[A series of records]
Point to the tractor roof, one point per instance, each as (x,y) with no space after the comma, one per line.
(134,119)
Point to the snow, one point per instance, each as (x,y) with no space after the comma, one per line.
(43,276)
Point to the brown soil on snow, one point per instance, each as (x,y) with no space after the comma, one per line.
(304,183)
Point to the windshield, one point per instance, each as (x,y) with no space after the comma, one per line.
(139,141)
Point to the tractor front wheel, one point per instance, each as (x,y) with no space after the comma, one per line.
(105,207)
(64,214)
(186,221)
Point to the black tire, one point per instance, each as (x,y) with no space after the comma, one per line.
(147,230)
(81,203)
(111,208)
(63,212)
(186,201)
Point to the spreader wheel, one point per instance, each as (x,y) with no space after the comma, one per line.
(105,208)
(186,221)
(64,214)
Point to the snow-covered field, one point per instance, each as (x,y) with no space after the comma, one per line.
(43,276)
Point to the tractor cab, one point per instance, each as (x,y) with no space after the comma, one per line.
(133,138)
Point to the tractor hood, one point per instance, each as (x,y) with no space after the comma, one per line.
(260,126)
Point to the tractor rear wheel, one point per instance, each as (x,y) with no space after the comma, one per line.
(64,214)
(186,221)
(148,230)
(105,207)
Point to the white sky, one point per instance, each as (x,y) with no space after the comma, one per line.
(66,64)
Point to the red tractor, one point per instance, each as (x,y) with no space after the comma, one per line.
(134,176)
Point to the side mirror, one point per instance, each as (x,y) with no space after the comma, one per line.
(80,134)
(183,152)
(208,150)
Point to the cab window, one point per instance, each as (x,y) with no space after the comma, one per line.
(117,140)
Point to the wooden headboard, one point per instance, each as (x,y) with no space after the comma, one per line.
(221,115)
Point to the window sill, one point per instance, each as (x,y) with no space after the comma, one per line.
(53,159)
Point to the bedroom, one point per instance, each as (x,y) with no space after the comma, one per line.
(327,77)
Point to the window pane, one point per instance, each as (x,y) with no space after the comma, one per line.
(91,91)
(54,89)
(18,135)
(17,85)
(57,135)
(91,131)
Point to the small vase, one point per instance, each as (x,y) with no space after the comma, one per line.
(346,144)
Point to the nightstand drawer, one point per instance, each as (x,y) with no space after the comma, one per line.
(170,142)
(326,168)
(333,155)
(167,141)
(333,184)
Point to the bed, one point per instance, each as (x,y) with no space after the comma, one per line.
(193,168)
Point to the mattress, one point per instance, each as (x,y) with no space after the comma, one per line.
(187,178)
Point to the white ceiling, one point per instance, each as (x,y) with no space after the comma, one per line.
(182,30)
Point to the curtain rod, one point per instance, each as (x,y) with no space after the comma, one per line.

**REQUIRED TASK**
Rewrite the part of the material that opens with the line containing "Point to the bedroom, one" and runs through the end of the material, keeping the requests, and shift every coordinate in the answers by adding 68 to both its x and y values.

**OUTPUT FOR THIS EXERCISE**
Point to the bedroom, one point per instance, each as (x,y) with no space after the comma, one per line.
(395,145)
Point to the window pane, one point per instance, each as (x,y) with no space after the comma, one per line.
(159,159)
(122,157)
(86,203)
(85,153)
(125,203)
(159,199)
Point to the small vase, one point per instance, each as (x,y) with no space after the comma, one per line.
(414,212)
Point to the nightstand drawer, one point per instance, each as (x,y) with no space after the comma, one per line.
(238,210)
(394,236)
(401,223)
(235,209)
(401,252)
Point to the bed, one point per instance, each as (x,y) with no space after the comma, one per line.
(261,236)
Point to the mattress, one point per instance, each as (x,y) with no space after the comma, one per line.
(255,246)
Point to the white ceiling, one point per instance, each as (x,y) with no space after the comma, one per line.
(250,98)
Point to the curtain rod, one point per instance, each as (x,y) with no space after the comma, one per line.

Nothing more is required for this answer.